TO DO - Line by line, repeat the material below without any deviation.

RECORDS FOR THE EXERCISE -
┌────────

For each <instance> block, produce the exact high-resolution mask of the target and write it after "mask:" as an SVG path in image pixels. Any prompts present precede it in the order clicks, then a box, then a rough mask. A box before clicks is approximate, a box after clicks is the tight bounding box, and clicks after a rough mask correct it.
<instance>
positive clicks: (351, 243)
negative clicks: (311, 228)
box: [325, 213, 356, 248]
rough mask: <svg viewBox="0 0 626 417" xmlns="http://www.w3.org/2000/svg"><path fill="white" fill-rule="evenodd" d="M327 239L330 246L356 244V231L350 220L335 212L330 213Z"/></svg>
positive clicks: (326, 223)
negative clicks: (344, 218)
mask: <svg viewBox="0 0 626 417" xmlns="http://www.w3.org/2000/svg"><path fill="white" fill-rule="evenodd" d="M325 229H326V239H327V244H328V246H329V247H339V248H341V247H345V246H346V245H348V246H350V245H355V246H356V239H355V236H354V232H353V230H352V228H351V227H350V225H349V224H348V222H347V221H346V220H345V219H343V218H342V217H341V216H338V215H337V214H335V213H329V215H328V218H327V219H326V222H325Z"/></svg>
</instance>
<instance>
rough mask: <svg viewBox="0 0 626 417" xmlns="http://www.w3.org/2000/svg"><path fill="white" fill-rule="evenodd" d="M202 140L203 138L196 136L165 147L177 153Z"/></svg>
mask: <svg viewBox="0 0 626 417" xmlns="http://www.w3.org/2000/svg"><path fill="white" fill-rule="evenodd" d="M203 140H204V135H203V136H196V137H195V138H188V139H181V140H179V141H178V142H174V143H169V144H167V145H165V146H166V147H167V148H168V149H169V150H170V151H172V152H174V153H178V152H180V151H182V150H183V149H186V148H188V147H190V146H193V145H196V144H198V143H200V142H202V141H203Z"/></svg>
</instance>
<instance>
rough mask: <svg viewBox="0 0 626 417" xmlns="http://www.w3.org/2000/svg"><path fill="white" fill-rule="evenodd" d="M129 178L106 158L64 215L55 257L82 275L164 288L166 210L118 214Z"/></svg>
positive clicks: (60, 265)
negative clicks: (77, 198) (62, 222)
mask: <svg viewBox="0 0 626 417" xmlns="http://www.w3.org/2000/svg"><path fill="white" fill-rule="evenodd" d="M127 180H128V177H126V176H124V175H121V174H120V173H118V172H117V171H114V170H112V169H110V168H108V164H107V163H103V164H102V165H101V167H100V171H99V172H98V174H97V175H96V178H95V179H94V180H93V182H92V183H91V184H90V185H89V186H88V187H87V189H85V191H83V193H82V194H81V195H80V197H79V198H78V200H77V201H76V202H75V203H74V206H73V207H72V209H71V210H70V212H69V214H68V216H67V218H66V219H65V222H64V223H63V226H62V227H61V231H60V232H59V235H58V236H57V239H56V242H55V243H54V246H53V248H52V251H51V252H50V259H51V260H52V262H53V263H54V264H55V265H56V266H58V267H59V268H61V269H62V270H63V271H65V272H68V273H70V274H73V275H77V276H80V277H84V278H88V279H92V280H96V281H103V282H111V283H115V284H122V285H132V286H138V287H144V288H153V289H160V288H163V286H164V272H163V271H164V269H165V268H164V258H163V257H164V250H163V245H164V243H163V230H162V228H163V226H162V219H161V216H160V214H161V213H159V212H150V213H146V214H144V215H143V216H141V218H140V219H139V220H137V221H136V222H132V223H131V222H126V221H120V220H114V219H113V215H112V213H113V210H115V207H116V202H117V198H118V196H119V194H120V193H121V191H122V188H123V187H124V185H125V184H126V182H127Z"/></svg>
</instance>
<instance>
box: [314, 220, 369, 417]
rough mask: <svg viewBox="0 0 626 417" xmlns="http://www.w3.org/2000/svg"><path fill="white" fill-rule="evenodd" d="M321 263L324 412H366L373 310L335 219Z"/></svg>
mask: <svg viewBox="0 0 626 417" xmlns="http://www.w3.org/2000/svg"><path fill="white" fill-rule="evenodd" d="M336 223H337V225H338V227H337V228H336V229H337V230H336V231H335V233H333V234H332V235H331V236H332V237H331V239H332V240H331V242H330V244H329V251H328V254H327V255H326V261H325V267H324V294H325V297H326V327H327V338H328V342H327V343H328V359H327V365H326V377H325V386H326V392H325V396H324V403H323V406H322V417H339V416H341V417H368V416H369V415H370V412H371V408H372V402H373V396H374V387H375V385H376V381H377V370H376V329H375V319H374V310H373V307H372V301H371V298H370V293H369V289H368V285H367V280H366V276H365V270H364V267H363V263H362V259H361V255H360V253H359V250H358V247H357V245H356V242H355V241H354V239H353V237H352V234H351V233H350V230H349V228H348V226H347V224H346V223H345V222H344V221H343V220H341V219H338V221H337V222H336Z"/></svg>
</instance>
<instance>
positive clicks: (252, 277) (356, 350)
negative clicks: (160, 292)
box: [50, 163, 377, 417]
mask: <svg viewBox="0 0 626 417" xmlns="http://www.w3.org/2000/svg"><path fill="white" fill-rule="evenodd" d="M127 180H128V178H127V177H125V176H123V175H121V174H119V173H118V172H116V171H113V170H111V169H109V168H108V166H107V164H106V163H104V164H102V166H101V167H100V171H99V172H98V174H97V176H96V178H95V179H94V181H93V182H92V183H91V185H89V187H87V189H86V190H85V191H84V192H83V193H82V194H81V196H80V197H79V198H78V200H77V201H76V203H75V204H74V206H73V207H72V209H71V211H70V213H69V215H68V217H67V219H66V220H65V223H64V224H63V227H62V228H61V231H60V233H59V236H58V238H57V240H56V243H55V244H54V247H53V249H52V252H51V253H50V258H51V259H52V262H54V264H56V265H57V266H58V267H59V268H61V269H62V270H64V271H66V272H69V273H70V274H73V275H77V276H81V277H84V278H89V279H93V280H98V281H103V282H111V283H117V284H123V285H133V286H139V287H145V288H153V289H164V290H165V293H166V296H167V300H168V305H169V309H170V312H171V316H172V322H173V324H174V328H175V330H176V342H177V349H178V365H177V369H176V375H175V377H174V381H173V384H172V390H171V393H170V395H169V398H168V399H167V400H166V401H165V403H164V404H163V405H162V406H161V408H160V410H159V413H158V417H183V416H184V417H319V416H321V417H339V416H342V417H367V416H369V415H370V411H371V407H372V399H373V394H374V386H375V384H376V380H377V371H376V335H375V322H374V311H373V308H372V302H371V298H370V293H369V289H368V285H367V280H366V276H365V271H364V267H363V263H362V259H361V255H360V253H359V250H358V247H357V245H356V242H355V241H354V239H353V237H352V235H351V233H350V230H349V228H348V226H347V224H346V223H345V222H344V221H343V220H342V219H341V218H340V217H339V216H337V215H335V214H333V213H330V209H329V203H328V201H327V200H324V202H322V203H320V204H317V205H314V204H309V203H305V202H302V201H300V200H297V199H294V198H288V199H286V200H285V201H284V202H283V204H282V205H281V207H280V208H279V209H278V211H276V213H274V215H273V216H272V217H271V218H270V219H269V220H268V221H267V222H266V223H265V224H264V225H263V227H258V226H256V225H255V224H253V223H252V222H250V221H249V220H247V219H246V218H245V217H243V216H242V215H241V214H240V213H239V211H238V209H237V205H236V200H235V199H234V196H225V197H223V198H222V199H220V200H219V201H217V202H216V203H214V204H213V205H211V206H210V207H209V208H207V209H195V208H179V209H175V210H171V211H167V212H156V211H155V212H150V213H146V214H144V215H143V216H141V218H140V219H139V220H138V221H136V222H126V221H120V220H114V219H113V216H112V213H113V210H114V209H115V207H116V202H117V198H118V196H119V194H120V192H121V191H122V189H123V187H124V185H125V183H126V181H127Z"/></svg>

└────────

RESPONSE FOR THIS EXERCISE -
For each <instance> block, produce the exact high-resolution mask of the target and write it after "mask:" as an SVG path in image pixels. Any prompts present precede it in the order clicks, then a box, then a rough mask. A box before clicks is approximate, a box after clicks is the tight bounding box, and clicks after a rough mask correct it.
<instance>
positive clicks: (351, 243)
negative clicks: (311, 228)
box: [325, 213, 356, 248]
rough mask: <svg viewBox="0 0 626 417" xmlns="http://www.w3.org/2000/svg"><path fill="white" fill-rule="evenodd" d="M327 239L330 246L356 244V231L350 220L335 212L330 213Z"/></svg>
positive clicks: (326, 223)
negative clicks: (344, 218)
mask: <svg viewBox="0 0 626 417" xmlns="http://www.w3.org/2000/svg"><path fill="white" fill-rule="evenodd" d="M325 229H326V239H327V244H328V246H329V247H339V248H341V247H345V246H346V245H348V246H350V245H355V246H356V239H355V236H354V232H353V230H352V228H351V227H350V225H349V224H348V222H347V221H346V220H345V219H343V218H342V217H341V216H338V215H337V214H335V213H329V215H328V218H327V219H326V222H325Z"/></svg>
</instance>
<instance>
rough mask: <svg viewBox="0 0 626 417" xmlns="http://www.w3.org/2000/svg"><path fill="white" fill-rule="evenodd" d="M202 140L203 138L196 136L165 147L177 153Z"/></svg>
mask: <svg viewBox="0 0 626 417" xmlns="http://www.w3.org/2000/svg"><path fill="white" fill-rule="evenodd" d="M203 140H204V135H203V136H196V137H195V138H188V139H181V140H179V141H178V142H174V143H169V144H167V145H165V146H166V147H167V148H168V149H169V150H170V151H172V152H174V153H178V152H180V151H182V150H183V149H186V148H188V147H190V146H193V145H196V144H198V143H200V142H202V141H203Z"/></svg>
</instance>
<instance>
rough mask: <svg viewBox="0 0 626 417" xmlns="http://www.w3.org/2000/svg"><path fill="white" fill-rule="evenodd" d="M129 178L106 158L64 215L55 257L82 275L164 288L166 210L118 214Z"/></svg>
positive clicks: (60, 265)
negative clicks: (77, 198) (62, 222)
mask: <svg viewBox="0 0 626 417" xmlns="http://www.w3.org/2000/svg"><path fill="white" fill-rule="evenodd" d="M127 180H128V177H126V176H124V175H121V174H120V173H118V172H117V171H114V170H112V169H110V168H108V164H107V163H103V164H102V165H101V167H100V171H99V172H98V174H97V175H96V178H95V179H94V180H93V182H92V183H91V184H90V185H89V186H88V187H87V189H85V191H83V193H82V194H81V195H80V197H79V198H78V200H77V201H76V202H75V203H74V206H73V207H72V209H71V210H70V212H69V214H68V216H67V218H66V219H65V222H64V223H63V226H62V227H61V231H60V232H59V235H58V236H57V239H56V242H55V243H54V246H53V248H52V251H51V252H50V259H51V260H52V262H53V263H54V264H55V265H56V266H58V267H59V268H61V269H62V270H63V271H65V272H68V273H70V274H73V275H77V276H80V277H84V278H88V279H92V280H96V281H103V282H111V283H115V284H122V285H132V286H138V287H144V288H153V289H160V288H163V286H164V272H163V271H164V269H165V268H164V258H163V257H164V250H163V245H164V243H163V230H162V228H163V226H162V219H161V216H160V214H161V213H159V212H150V213H146V214H144V215H143V216H141V218H140V219H139V220H137V221H136V222H132V223H131V222H126V221H120V220H114V219H113V215H112V213H113V210H115V207H116V202H117V198H118V196H119V194H120V193H121V191H122V188H123V187H124V185H125V184H126V182H127Z"/></svg>
</instance>
<instance>
box: [314, 220, 369, 417]
rough mask: <svg viewBox="0 0 626 417" xmlns="http://www.w3.org/2000/svg"><path fill="white" fill-rule="evenodd" d="M321 263L324 412H366L373 310L335 219Z"/></svg>
mask: <svg viewBox="0 0 626 417" xmlns="http://www.w3.org/2000/svg"><path fill="white" fill-rule="evenodd" d="M336 223H337V225H338V227H337V228H336V229H337V230H336V231H335V233H333V234H332V235H331V236H332V237H331V239H332V240H331V242H330V244H329V251H328V254H327V255H326V261H325V267H324V294H325V297H326V327H327V338H328V342H327V343H328V359H327V365H326V377H325V386H326V392H325V396H324V403H323V406H322V417H339V416H341V417H368V416H369V415H370V412H371V408H372V402H373V396H374V387H375V385H376V381H377V370H376V329H375V319H374V310H373V307H372V301H371V298H370V293H369V289H368V285H367V280H366V276H365V270H364V267H363V263H362V259H361V255H360V253H359V250H358V247H357V245H356V242H355V241H354V239H353V237H352V234H351V233H350V230H349V228H348V226H347V224H346V223H345V222H344V221H343V220H341V219H338V221H337V222H336Z"/></svg>
</instance>
<instance>
positive clicks: (252, 277) (356, 350)
negative clicks: (160, 292)
box: [50, 163, 377, 417]
mask: <svg viewBox="0 0 626 417" xmlns="http://www.w3.org/2000/svg"><path fill="white" fill-rule="evenodd" d="M127 180H128V178H127V177H125V176H123V175H121V174H119V173H118V172H116V171H113V170H111V169H109V168H108V166H107V164H106V163H104V164H102V166H101V167H100V171H99V172H98V174H97V176H96V178H95V179H94V181H93V182H92V183H91V185H89V187H87V189H86V190H85V191H84V192H83V193H82V194H81V196H80V197H79V198H78V200H77V201H76V203H75V204H74V206H73V207H72V209H71V211H70V213H69V215H68V217H67V219H66V220H65V223H64V224H63V227H62V228H61V231H60V233H59V236H58V238H57V240H56V243H55V244H54V247H53V249H52V252H51V253H50V258H51V259H52V262H54V264H56V265H57V266H58V267H59V268H61V269H62V270H64V271H66V272H69V273H70V274H73V275H77V276H81V277H84V278H89V279H93V280H98V281H103V282H111V283H117V284H123V285H133V286H139V287H145V288H153V289H164V290H165V293H166V296H167V300H168V305H169V309H170V312H171V316H172V322H173V324H174V328H175V330H176V342H177V349H178V365H177V369H176V375H175V377H174V381H173V384H172V390H171V393H170V395H169V398H168V399H167V400H166V401H165V403H164V404H163V405H162V406H161V408H160V410H159V413H158V417H183V416H184V417H319V416H321V417H339V416H342V417H367V416H369V415H370V411H371V407H372V399H373V394H374V386H375V384H376V380H377V371H376V335H375V322H374V311H373V308H372V302H371V298H370V293H369V289H368V285H367V280H366V276H365V271H364V267H363V263H362V259H361V255H360V253H359V250H358V247H357V245H356V242H355V241H354V239H353V237H352V235H351V233H350V230H349V228H348V226H347V224H346V223H345V222H344V221H343V220H342V219H341V218H340V217H339V216H337V215H335V214H333V213H330V209H329V203H328V201H327V200H324V202H322V203H320V204H317V205H314V204H309V203H305V202H302V201H300V200H297V199H294V198H288V199H286V200H285V201H284V202H283V204H282V205H281V207H280V208H279V209H278V211H276V213H274V215H273V216H272V217H271V218H270V219H269V220H268V221H267V222H266V223H265V224H264V225H263V227H258V226H256V225H255V224H253V223H252V222H250V221H249V220H247V219H246V218H245V217H243V216H242V215H241V214H240V213H239V211H238V209H237V205H236V200H235V199H234V196H225V197H223V198H222V199H220V200H219V201H217V202H216V203H214V204H213V205H211V206H210V207H209V208H207V209H195V208H179V209H175V210H171V211H167V212H156V211H155V212H150V213H146V214H144V215H143V216H141V218H140V219H139V220H138V221H136V222H126V221H120V220H114V219H113V216H112V213H113V210H114V209H115V207H116V202H117V198H118V196H119V194H120V192H121V191H122V189H123V187H124V185H125V183H126V181H127Z"/></svg>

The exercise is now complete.